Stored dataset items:
------------------------------------

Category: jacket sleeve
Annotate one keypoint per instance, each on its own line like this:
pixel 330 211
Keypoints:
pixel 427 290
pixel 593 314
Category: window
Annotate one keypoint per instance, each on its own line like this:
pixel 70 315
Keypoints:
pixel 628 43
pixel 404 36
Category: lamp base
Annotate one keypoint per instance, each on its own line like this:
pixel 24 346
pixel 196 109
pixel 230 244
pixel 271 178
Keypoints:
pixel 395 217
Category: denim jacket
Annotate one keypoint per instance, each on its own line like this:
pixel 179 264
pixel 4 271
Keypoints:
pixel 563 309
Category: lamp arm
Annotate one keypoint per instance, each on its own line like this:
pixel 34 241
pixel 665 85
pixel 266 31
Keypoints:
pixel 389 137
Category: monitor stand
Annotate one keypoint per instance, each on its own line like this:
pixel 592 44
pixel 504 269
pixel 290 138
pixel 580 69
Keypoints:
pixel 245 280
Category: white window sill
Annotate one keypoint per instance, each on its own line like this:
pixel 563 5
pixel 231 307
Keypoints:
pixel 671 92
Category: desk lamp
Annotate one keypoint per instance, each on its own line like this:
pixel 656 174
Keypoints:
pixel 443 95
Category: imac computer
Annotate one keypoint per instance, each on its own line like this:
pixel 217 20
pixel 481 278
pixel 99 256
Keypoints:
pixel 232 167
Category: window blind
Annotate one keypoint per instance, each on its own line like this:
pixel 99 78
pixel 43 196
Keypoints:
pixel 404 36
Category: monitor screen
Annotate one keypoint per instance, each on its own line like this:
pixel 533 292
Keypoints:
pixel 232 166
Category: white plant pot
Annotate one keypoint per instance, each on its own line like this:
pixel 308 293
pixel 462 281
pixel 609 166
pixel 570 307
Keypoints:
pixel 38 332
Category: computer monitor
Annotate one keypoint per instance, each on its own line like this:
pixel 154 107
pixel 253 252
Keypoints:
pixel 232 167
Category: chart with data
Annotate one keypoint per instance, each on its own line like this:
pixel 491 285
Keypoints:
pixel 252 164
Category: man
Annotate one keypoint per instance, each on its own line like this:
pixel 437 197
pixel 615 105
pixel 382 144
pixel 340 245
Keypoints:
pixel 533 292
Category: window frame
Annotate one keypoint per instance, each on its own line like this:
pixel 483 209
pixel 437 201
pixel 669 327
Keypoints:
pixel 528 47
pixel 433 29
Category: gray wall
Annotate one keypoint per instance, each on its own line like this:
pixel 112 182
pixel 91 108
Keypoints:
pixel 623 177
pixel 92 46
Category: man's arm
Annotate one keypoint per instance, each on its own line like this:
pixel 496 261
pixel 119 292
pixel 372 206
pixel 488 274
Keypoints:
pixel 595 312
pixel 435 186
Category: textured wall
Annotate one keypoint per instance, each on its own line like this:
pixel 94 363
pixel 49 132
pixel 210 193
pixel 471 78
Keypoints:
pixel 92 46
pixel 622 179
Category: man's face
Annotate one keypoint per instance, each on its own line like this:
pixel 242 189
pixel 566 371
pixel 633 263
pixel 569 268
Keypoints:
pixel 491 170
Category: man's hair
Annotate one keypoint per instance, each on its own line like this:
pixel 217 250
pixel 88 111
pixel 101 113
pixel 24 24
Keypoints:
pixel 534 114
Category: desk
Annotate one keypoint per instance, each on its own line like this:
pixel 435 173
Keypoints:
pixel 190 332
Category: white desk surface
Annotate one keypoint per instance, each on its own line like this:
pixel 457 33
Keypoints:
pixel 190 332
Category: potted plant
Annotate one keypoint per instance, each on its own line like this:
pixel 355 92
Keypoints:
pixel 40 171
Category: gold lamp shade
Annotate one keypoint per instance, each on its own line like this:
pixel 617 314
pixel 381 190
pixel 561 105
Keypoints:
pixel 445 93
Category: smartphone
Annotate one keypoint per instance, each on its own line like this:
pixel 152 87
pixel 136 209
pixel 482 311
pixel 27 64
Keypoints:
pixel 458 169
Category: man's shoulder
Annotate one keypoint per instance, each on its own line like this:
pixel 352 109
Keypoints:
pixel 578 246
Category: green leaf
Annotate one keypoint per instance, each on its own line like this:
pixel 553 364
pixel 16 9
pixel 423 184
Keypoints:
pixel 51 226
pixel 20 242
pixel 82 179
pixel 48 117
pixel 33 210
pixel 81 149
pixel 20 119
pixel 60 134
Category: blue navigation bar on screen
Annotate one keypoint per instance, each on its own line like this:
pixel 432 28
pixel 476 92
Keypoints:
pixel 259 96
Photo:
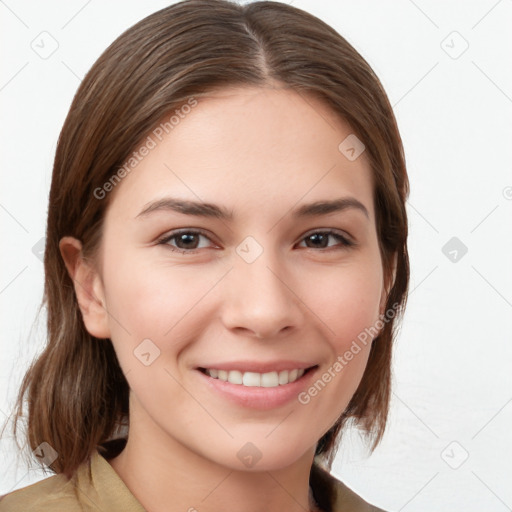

------------------------------------

#### DIRECTIONS FOR THIS TASK
Copy word for word the lines from the one containing "Category: computer monitor" through the one containing "pixel 622 179", including both of those lines.

#### WRITTEN ANSWER
Category: computer monitor
Annotate one keypoint per instance, each on its own line like this:
pixel 154 107
pixel 253 252
Keypoints:
pixel 232 167
Category: chart with data
Annotate one keypoint per instance, each on its own line like this:
pixel 491 285
Keypoints:
pixel 252 164
Category: man
Annotate one keypoint per instance, each on its own line like this:
pixel 437 197
pixel 615 105
pixel 382 144
pixel 340 245
Keypoints:
pixel 533 292
Category: window frame
Annotate one keypoint per instance, each on its own line like this:
pixel 483 209
pixel 437 201
pixel 669 327
Keypoints:
pixel 528 47
pixel 433 29
Category: gray wall
Annotate one keypoint per instance, each on its own line like this:
pixel 112 182
pixel 91 108
Keypoints:
pixel 623 177
pixel 92 46
Category: man's arm
Annotate one keypoint per instance, each on its own line like this:
pixel 496 261
pixel 119 292
pixel 372 206
pixel 488 274
Keypoints:
pixel 595 312
pixel 435 186
Category: textured wall
Annotate one keypoint per instance, each on its own line like this:
pixel 94 363
pixel 49 132
pixel 210 193
pixel 471 78
Keypoints:
pixel 92 46
pixel 622 179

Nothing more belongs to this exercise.